Многие люди, живущие в Эстонии и обладающие российским гражданством, в контексте событий, начавшихся 24 февраля 2022 года, хотели бы отказаться от гражданства РФ и получить эстонский паспорт, но им это тяжело сделать по разным причинам. Неоднократно поднимался вопрос, могло бы эстонское государство пойти им навстречу. Как высчитаете, поблажки возможны?
Конечно, вопрос стоит изучить. Если желание отказаться от российского паспорта и ходатайствовать об эстонском искреннее, можно было бы найти какое-то решение. Но это решение правительства и соответствующих министерств, мне сложно что-либо сказать. Какая-то возможность у этих людей должна быть, тем более, если они выучили эстонский язык и давно живут здесь. Как это сделать – я не могу сказать. Сейчас политическая ситуация, по понятным причинам, очень сложная.
На людей, которые вносят предложения, стигматизируют, на них вешают тот или иной ярлык. Возможно, поэтому на данный момент решения нет.

(Строки набора данных для указания)
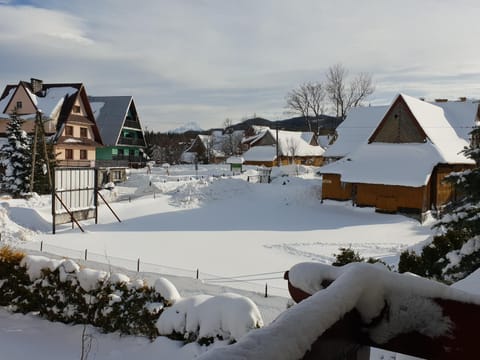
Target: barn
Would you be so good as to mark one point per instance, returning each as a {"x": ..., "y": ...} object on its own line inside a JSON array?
[{"x": 401, "y": 166}]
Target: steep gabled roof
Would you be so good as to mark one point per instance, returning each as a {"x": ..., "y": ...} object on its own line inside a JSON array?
[
  {"x": 407, "y": 164},
  {"x": 110, "y": 113},
  {"x": 55, "y": 102},
  {"x": 355, "y": 129}
]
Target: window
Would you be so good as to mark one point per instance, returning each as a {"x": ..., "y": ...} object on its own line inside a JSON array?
[
  {"x": 68, "y": 130},
  {"x": 69, "y": 154}
]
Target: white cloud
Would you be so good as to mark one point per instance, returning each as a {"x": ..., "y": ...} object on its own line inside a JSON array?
[{"x": 187, "y": 49}]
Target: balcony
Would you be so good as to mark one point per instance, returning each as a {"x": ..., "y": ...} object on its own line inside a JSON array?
[
  {"x": 131, "y": 141},
  {"x": 76, "y": 163},
  {"x": 132, "y": 124}
]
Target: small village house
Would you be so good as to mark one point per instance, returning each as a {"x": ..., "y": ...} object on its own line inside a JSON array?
[
  {"x": 214, "y": 148},
  {"x": 122, "y": 133},
  {"x": 66, "y": 115},
  {"x": 401, "y": 165},
  {"x": 270, "y": 147}
]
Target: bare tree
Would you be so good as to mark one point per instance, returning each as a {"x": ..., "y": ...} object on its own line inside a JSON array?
[
  {"x": 292, "y": 145},
  {"x": 308, "y": 99},
  {"x": 345, "y": 95},
  {"x": 231, "y": 139}
]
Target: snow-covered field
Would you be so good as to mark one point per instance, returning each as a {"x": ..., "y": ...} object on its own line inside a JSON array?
[{"x": 232, "y": 232}]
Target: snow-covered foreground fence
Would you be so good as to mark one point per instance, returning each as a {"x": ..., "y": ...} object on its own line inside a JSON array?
[{"x": 251, "y": 282}]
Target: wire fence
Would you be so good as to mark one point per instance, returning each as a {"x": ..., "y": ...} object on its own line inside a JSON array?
[{"x": 266, "y": 283}]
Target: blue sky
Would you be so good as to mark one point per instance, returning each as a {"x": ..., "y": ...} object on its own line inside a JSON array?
[{"x": 207, "y": 60}]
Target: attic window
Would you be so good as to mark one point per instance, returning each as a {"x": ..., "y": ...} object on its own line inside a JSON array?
[
  {"x": 68, "y": 130},
  {"x": 68, "y": 154}
]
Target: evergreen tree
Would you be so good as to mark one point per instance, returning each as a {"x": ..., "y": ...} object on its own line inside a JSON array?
[
  {"x": 455, "y": 252},
  {"x": 44, "y": 152},
  {"x": 16, "y": 158}
]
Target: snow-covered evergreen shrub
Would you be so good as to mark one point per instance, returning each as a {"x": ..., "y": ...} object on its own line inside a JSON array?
[
  {"x": 59, "y": 290},
  {"x": 54, "y": 290},
  {"x": 452, "y": 255},
  {"x": 205, "y": 318},
  {"x": 16, "y": 159}
]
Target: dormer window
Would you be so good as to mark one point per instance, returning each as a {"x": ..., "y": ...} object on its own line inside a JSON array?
[{"x": 68, "y": 130}]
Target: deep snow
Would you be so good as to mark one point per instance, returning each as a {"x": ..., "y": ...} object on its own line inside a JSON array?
[{"x": 223, "y": 226}]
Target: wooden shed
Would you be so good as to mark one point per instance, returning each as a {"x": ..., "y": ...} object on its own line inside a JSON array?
[{"x": 401, "y": 167}]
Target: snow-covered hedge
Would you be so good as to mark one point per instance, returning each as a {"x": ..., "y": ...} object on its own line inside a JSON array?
[
  {"x": 205, "y": 318},
  {"x": 60, "y": 290}
]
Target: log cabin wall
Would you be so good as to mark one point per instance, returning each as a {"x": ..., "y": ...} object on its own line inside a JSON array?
[
  {"x": 334, "y": 189},
  {"x": 392, "y": 198}
]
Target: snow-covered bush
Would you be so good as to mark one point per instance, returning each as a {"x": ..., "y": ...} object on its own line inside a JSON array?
[
  {"x": 60, "y": 290},
  {"x": 452, "y": 255},
  {"x": 205, "y": 318}
]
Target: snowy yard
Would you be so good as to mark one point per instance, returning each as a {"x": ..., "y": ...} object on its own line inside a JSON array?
[{"x": 237, "y": 234}]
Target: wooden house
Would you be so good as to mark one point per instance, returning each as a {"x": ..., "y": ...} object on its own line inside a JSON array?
[
  {"x": 279, "y": 147},
  {"x": 213, "y": 148},
  {"x": 122, "y": 134},
  {"x": 66, "y": 115},
  {"x": 402, "y": 164}
]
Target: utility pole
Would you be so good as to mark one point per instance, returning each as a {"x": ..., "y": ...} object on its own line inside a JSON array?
[
  {"x": 39, "y": 131},
  {"x": 278, "y": 152}
]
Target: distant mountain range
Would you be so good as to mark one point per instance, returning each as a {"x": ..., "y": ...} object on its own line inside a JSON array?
[{"x": 324, "y": 124}]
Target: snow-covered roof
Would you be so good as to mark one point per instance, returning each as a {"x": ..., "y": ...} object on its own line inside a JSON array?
[
  {"x": 294, "y": 143},
  {"x": 390, "y": 164},
  {"x": 235, "y": 160},
  {"x": 110, "y": 113},
  {"x": 51, "y": 104},
  {"x": 289, "y": 142},
  {"x": 408, "y": 164},
  {"x": 4, "y": 102},
  {"x": 261, "y": 153},
  {"x": 462, "y": 115},
  {"x": 355, "y": 129}
]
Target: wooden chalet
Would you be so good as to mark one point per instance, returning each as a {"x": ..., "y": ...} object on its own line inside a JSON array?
[
  {"x": 207, "y": 149},
  {"x": 122, "y": 134},
  {"x": 402, "y": 164},
  {"x": 66, "y": 115},
  {"x": 294, "y": 147}
]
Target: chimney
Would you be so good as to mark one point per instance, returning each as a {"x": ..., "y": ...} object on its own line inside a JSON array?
[{"x": 37, "y": 85}]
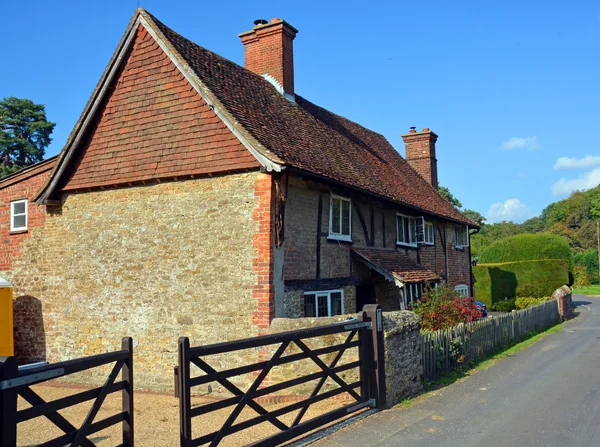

# Задание 1
Ответьте на вопросы по фрагменту о гражданстве.
(a) С какой даты начались события, упомянутые в первом абзаце?
(b) Чьим решением, по словам отвечающего, является поиск выхода для этих людей?
(c) В каком случае у этих людей тем более должна быть какая-то возможность?
# Задание 2
Процитируйте часть фрагмента о гражданстве: начните со слов «Многие люди, живущие» и остановитесь после слов «причинам, очень сложная.».
Приведенные строки взяты из другого источника.

# Ответ 1
(a) С 24 февраля 2022 года.
(b) Правительства и соответствующих министерств.
(c) Если они выучили эстонский язык и давно живут здесь.

# Ответ 2
Многие люди, живущие в Эстонии и обладающие российским гражданством, в контексте событий, начавшихся 24 февраля 2022 года, хотели бы отказаться от гражданства РФ и получить эстонский паспорт, но им это тяжело сделать по разным причинам. Неоднократно поднимался вопрос, могло бы эстонское государство пойти им навстречу. Как высчитаете, поблажки возможны?
Конечно, вопрос стоит изучить. Если желание отказаться от российского паспорта и ходатайствовать об эстонском искреннее, можно было бы найти какое-то решение. Но это решение правительства и соответствующих министерств, мне сложно что-либо сказать. Какая-то возможность у этих людей должна быть, тем более, если они выучили эстонский язык и давно живут здесь. Как это сделать – я не могу сказать. Сейчас политическая ситуация, по понятным причинам, очень сложная.